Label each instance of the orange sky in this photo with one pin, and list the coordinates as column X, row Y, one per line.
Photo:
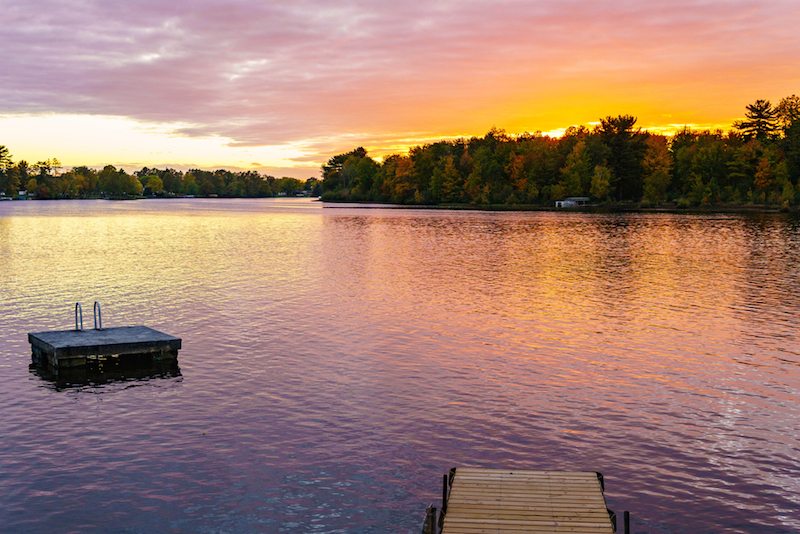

...

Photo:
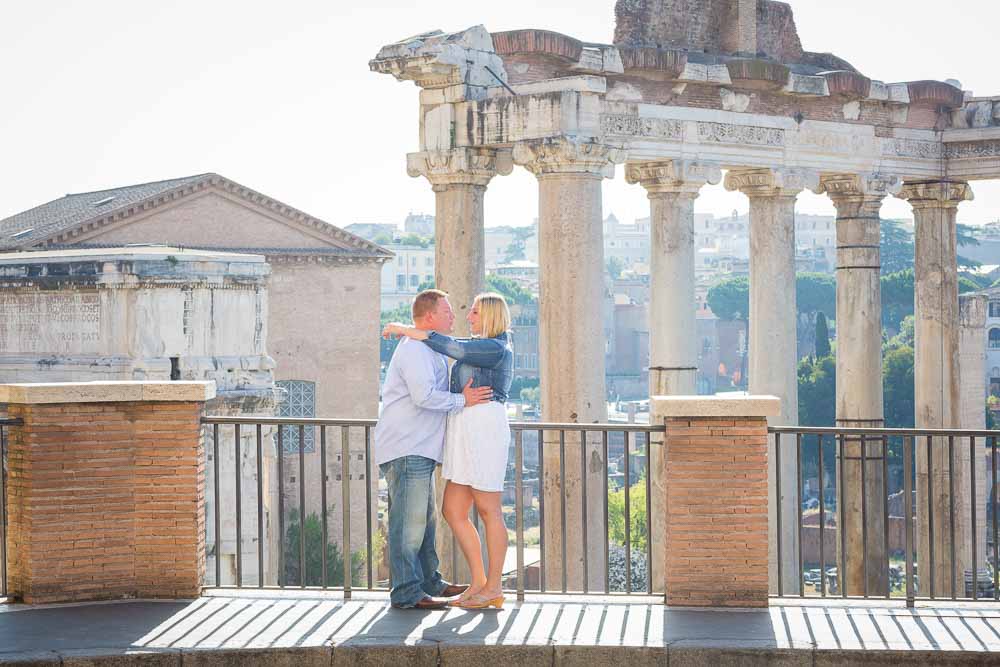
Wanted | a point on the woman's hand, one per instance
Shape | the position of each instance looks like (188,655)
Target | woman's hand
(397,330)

- _Exercise details_:
Go through the listing above and find each line containing the string "instance"; copy those lines.

- _Solution to this problem_:
Label each instance of the orange sky in this photo with one pin, and list the coordinates as column X, row Y, one per line.
Wanted | a point on the woman's hand, one per instance
Shape | the position of each instance looks like (188,655)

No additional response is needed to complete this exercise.